Set exercise: Output every line of the rows below, from the line containing "Reviewer note: every instance of the green foliage" through the line containing "column 318, row 114", inclusive, as a JSON list of strings with one string per line and blank lines omitted.

Record list:
▽

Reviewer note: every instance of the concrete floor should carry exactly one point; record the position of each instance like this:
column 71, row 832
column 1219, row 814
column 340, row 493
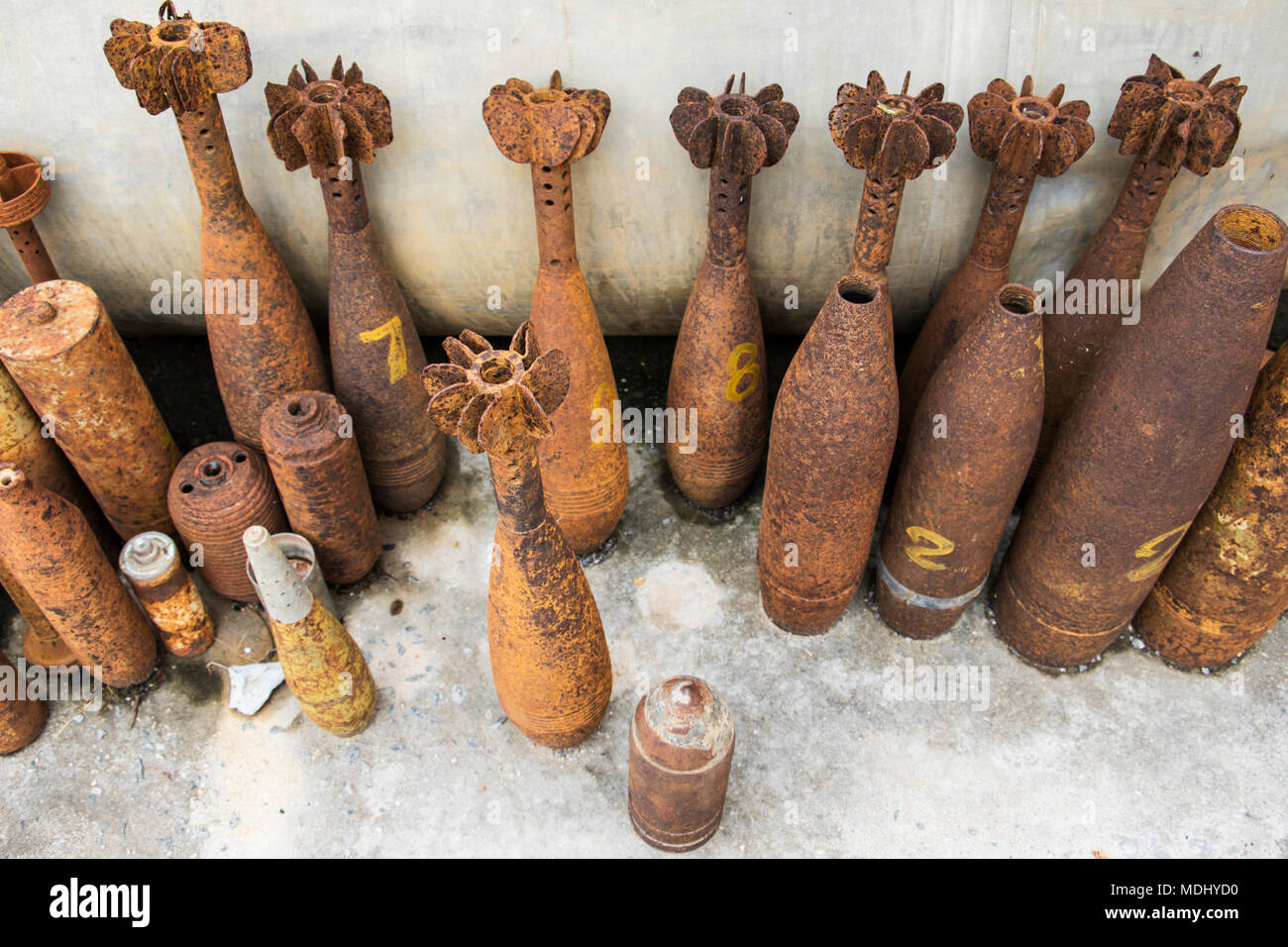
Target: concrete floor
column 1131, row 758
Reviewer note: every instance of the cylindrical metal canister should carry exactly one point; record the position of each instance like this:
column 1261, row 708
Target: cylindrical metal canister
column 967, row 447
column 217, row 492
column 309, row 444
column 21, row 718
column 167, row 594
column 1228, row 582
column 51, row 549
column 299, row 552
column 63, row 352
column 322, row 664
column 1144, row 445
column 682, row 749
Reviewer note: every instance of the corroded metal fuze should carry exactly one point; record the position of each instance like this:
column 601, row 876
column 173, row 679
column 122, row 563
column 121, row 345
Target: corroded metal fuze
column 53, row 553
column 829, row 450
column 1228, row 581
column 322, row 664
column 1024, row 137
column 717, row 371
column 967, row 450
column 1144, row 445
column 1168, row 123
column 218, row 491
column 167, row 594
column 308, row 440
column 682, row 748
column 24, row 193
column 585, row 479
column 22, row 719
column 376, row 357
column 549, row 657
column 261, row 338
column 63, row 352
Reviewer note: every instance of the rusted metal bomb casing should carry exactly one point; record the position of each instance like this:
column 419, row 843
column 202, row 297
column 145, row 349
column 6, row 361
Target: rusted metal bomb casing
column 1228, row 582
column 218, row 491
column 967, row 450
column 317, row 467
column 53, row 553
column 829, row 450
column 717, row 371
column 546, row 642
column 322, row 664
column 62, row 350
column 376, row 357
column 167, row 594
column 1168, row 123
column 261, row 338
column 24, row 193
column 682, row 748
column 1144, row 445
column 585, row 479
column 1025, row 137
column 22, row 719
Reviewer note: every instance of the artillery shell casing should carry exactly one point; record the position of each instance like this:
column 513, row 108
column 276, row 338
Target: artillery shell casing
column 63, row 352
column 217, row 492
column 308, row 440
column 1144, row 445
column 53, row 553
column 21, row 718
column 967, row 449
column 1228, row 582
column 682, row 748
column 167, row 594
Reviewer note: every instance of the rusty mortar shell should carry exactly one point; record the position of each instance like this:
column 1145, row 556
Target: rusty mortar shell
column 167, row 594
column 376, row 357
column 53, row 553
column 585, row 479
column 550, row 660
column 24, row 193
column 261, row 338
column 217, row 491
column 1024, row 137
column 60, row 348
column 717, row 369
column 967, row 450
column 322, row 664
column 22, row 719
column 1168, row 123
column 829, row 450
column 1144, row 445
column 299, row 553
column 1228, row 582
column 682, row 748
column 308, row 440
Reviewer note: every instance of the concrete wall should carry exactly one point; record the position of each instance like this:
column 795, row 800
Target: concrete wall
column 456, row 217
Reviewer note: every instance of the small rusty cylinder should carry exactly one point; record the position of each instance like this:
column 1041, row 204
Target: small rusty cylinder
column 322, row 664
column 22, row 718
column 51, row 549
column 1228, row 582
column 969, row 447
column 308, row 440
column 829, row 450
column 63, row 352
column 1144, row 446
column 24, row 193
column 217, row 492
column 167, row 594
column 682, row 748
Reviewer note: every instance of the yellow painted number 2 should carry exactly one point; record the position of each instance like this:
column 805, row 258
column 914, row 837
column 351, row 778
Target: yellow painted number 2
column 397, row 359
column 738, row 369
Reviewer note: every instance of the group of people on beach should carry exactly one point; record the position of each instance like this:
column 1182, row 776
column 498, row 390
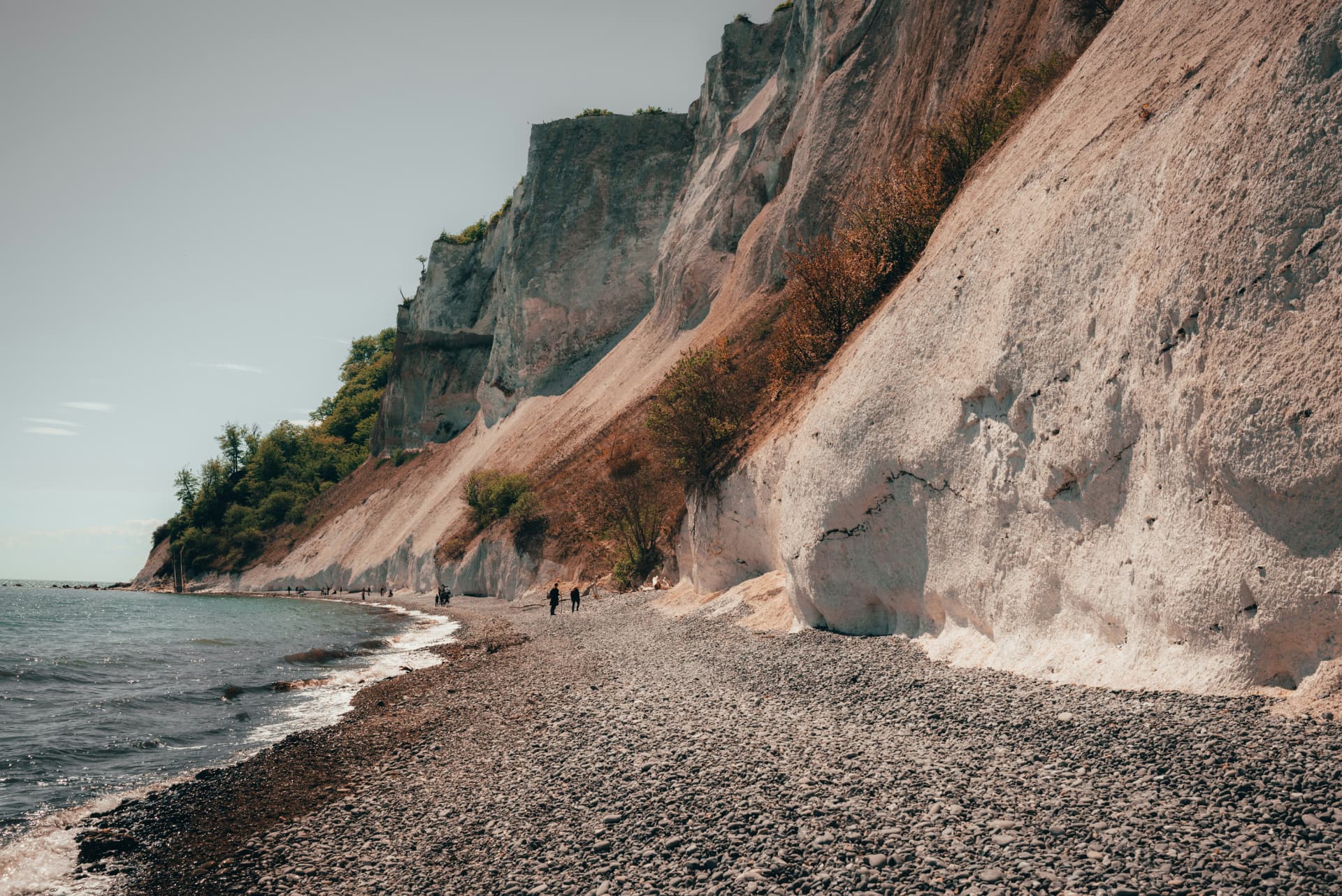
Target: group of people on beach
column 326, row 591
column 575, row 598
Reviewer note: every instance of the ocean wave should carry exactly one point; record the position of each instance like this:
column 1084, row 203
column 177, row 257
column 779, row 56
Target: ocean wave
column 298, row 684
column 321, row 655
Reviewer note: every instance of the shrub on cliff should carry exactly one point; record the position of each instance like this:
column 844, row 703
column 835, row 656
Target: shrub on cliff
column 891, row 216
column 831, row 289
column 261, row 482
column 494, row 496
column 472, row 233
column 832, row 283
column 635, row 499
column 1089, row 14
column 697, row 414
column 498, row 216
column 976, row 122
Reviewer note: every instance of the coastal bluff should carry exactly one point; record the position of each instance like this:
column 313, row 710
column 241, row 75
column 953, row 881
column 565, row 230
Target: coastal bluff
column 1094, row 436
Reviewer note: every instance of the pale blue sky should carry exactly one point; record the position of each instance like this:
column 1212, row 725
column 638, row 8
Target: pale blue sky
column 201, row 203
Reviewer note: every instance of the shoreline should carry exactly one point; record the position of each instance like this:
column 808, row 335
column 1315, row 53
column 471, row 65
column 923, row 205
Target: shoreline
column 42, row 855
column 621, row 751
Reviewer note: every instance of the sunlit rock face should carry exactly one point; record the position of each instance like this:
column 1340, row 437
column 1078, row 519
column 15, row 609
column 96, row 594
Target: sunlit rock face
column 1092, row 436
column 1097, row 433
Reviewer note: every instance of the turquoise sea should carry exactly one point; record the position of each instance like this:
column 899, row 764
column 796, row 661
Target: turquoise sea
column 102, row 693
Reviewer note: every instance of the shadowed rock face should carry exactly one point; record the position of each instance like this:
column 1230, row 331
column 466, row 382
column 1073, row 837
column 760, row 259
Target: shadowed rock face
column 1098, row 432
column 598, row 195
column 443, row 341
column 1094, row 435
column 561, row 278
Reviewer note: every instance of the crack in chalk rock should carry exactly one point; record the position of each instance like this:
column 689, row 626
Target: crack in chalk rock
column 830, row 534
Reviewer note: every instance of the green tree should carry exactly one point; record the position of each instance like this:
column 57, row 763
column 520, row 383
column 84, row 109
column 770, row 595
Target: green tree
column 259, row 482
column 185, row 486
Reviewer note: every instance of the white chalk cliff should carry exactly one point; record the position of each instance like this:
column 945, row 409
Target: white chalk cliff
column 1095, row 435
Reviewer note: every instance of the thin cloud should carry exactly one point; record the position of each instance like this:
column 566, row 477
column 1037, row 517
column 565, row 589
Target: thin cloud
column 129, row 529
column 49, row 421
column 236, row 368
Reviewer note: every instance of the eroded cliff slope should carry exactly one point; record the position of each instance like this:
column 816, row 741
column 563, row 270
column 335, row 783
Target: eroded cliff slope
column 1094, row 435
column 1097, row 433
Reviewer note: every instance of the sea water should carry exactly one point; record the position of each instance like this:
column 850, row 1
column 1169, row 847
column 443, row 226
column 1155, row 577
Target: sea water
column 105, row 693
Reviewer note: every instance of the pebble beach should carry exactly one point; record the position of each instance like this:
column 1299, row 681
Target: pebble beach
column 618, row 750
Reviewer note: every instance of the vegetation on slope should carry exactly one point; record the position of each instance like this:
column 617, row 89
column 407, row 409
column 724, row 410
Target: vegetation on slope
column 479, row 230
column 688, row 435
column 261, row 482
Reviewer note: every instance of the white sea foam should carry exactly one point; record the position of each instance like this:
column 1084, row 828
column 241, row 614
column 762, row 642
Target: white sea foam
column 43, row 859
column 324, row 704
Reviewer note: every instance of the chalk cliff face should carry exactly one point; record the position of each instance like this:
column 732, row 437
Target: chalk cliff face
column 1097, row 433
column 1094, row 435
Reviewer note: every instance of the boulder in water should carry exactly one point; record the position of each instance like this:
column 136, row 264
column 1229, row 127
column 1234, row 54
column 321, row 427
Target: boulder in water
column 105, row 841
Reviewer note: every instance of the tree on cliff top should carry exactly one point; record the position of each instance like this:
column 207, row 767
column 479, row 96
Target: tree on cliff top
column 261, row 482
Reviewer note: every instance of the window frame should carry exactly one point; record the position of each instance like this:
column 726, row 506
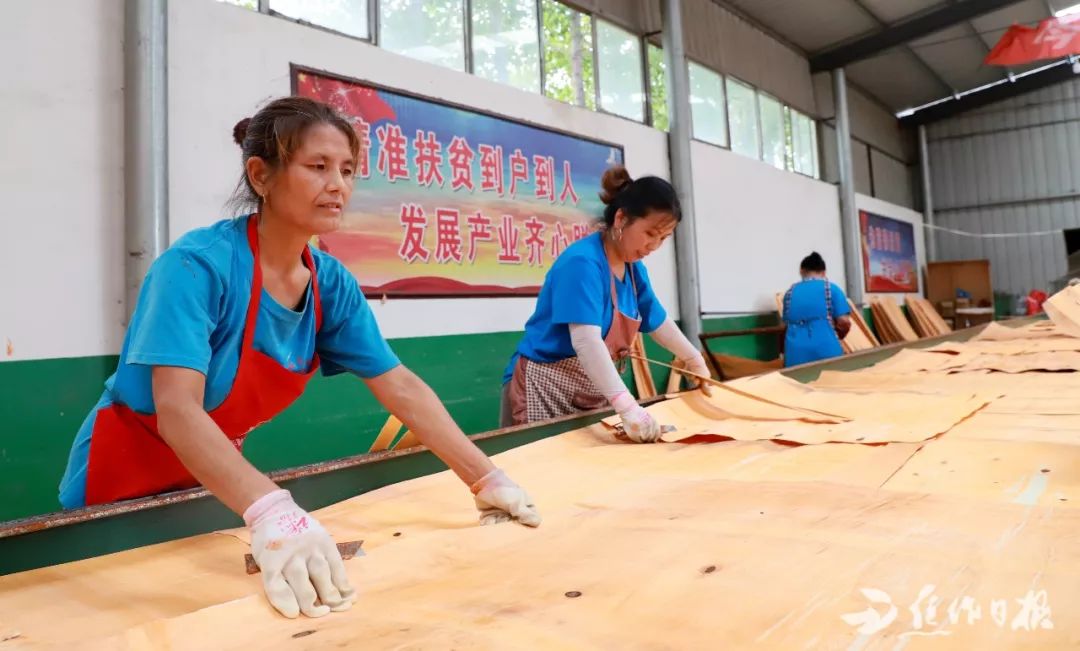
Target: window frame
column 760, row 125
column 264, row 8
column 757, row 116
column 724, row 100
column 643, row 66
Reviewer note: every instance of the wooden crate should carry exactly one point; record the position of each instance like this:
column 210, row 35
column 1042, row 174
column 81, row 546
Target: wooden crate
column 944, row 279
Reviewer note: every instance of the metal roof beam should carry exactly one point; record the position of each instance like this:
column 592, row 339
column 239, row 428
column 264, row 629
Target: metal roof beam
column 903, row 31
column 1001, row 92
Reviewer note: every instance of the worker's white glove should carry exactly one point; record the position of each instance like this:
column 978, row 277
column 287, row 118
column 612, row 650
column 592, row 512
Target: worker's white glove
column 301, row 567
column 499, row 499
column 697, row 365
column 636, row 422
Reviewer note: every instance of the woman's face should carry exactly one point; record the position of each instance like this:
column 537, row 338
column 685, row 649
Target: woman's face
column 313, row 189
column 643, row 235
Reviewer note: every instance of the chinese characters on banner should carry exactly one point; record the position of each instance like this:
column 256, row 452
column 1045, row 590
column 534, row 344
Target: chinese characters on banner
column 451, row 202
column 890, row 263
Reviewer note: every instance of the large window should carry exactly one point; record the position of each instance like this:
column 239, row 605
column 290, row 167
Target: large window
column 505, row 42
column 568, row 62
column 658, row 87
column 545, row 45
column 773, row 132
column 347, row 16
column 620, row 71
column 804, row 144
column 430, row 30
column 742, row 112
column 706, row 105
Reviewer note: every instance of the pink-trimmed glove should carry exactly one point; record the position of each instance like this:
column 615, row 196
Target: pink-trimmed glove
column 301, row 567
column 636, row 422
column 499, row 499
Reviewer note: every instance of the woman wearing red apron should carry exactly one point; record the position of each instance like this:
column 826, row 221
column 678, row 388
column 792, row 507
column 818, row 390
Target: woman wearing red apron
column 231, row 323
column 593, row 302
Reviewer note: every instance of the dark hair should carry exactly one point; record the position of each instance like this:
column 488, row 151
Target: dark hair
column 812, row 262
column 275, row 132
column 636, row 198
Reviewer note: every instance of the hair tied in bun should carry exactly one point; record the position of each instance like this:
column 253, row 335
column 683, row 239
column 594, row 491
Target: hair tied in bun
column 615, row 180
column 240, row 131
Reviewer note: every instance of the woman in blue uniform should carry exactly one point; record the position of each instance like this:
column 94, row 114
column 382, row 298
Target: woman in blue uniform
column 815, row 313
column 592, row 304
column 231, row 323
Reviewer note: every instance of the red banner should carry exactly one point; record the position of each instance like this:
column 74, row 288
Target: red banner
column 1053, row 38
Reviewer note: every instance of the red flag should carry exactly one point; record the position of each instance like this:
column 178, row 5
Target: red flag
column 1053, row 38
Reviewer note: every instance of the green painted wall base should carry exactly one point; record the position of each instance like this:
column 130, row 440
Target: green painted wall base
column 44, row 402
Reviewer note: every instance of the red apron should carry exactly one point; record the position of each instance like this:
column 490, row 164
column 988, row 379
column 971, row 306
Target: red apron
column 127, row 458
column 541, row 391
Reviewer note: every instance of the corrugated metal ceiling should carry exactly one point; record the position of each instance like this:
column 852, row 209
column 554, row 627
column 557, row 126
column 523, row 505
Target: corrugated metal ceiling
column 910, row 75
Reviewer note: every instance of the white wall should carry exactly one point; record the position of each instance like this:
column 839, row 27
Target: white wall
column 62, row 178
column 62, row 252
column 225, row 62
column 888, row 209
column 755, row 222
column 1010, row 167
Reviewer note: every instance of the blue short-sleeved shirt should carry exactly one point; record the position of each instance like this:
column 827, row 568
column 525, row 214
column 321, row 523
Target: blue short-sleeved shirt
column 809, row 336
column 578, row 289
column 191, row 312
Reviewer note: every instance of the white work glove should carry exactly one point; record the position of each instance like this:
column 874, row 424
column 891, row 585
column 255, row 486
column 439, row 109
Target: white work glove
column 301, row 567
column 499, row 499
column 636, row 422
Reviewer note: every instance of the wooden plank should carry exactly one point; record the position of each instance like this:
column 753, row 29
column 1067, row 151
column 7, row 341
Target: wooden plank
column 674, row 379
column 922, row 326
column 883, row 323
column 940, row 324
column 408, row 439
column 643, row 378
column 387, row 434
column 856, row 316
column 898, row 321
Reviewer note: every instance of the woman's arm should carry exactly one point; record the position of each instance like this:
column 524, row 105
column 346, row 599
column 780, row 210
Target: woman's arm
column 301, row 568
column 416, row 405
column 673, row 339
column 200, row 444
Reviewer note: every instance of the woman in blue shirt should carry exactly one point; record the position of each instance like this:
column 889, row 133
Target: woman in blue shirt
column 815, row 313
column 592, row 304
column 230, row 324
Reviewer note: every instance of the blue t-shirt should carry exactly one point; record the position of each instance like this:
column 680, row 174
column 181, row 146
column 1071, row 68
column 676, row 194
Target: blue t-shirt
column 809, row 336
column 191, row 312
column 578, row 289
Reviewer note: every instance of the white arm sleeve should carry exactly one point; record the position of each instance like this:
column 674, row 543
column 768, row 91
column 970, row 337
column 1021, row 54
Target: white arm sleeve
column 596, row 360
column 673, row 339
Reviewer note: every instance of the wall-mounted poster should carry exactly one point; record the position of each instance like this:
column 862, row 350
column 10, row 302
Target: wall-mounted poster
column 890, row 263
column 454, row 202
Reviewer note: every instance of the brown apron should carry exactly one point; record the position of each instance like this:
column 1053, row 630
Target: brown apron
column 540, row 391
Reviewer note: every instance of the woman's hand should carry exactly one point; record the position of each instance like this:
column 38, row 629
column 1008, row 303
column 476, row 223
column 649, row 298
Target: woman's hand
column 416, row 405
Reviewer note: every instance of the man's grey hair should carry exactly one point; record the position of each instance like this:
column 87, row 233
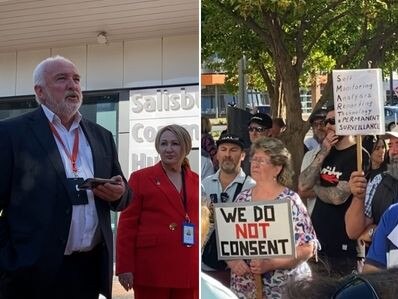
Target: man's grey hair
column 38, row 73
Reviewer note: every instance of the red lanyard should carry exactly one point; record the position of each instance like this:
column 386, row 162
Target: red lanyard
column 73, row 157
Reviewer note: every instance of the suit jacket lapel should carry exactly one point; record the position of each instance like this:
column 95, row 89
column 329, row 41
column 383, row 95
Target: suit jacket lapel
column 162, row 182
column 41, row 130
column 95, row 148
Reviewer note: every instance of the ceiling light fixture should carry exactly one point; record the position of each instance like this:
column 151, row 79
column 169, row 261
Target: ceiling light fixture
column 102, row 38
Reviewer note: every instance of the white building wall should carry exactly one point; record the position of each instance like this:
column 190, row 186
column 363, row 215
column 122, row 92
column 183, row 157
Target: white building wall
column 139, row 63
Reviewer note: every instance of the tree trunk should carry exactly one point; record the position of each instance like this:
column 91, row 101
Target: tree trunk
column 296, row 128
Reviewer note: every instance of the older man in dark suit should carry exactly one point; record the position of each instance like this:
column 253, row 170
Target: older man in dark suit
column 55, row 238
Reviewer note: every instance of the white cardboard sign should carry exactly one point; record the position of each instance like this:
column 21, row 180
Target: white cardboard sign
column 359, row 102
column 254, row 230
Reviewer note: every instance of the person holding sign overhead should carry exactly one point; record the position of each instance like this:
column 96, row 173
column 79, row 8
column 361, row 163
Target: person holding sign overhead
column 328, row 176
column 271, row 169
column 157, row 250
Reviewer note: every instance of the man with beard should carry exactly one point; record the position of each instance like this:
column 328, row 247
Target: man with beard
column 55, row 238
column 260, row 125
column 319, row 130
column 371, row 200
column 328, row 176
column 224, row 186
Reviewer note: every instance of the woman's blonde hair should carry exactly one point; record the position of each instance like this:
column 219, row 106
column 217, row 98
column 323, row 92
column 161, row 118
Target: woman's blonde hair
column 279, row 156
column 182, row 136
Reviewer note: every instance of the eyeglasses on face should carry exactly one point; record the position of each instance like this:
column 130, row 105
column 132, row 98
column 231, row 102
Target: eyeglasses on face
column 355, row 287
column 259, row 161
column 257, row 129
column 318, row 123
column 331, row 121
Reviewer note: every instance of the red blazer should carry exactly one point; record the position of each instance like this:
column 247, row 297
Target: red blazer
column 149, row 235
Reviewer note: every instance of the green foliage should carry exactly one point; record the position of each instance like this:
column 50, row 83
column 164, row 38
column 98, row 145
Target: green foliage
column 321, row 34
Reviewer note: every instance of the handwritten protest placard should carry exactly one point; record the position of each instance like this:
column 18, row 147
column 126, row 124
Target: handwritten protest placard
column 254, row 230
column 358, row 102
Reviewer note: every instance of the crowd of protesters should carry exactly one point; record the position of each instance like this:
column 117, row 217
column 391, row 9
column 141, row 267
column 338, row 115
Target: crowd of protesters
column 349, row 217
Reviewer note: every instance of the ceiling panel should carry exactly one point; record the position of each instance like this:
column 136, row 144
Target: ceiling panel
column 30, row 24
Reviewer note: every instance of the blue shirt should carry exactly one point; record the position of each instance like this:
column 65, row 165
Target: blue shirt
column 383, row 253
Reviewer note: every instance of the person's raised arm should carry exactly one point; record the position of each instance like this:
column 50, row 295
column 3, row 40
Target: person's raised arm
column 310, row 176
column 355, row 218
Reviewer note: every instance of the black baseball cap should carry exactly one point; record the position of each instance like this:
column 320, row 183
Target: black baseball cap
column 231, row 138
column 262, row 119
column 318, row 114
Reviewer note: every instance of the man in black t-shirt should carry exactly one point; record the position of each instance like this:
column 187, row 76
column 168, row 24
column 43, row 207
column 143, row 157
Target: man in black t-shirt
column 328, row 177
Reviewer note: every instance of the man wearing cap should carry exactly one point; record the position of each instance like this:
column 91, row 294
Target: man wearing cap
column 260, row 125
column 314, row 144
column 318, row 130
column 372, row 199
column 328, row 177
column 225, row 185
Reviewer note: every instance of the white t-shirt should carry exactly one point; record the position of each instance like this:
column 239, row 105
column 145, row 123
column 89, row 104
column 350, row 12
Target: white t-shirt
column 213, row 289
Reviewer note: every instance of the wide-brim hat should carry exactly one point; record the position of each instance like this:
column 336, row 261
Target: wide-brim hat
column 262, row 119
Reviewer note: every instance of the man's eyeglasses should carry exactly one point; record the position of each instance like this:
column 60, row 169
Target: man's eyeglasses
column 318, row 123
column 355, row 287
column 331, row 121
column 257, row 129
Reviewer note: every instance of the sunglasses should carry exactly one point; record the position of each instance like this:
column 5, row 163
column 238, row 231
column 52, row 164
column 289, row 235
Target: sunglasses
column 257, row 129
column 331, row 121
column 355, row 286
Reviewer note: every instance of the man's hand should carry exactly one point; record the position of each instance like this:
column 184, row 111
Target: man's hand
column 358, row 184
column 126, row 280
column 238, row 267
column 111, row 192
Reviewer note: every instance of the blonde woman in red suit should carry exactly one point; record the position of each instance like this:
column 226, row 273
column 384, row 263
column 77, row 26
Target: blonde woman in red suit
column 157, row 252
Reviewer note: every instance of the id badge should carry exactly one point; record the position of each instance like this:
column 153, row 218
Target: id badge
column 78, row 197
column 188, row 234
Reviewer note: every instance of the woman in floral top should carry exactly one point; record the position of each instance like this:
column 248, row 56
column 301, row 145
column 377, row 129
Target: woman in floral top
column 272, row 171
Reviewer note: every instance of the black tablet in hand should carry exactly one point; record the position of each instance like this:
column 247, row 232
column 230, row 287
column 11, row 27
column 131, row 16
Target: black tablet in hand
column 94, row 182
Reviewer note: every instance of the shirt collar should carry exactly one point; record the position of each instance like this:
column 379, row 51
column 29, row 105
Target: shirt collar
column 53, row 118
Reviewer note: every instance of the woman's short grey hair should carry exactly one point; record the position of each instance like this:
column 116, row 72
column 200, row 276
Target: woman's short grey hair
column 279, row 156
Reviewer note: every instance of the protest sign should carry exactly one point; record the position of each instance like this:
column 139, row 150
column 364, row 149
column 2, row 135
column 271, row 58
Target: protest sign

△

Expected answer:
[
  "Reviewer note: every instance of the green foliage should carry exactly one point; record the position of each instance like this:",
  "column 50, row 83",
  "column 164, row 38",
  "column 98, row 145",
  "Target: green foliage",
  "column 321, row 34",
  "Reviewer note: every instance of the handwritten protest placard should carry exactly one point; record the position of each instance like this:",
  "column 18, row 147",
  "column 126, row 124",
  "Target: handwritten protest placard",
  "column 254, row 230",
  "column 358, row 102",
  "Reviewer note: every instance of the crowd of protesters should carry exactly one point; record the position of each instance like this:",
  "column 117, row 217",
  "column 391, row 9",
  "column 141, row 267",
  "column 338, row 115",
  "Target: crowd of protesters",
  "column 349, row 217",
  "Reviewer note: every instance of the ceiling panel should carry exactly one point; record the position of each instance like this:",
  "column 136, row 144",
  "Target: ceiling panel",
  "column 30, row 24",
  "Reviewer note: every instance of the blue shirt should carry exactly one point; record the position of each instance like this:",
  "column 65, row 165",
  "Target: blue shirt",
  "column 383, row 253",
  "Reviewer note: every instance of the person's raised arm should carry exactly one point; record the position of each instance like this:",
  "column 50, row 295",
  "column 3, row 40",
  "Target: person's raised arm",
  "column 310, row 176",
  "column 355, row 218",
  "Reviewer note: every instance of the black baseball cap should carry exactly one point; record the position of each instance like this:",
  "column 320, row 183",
  "Target: black baseball cap",
  "column 231, row 138",
  "column 262, row 119",
  "column 318, row 114"
]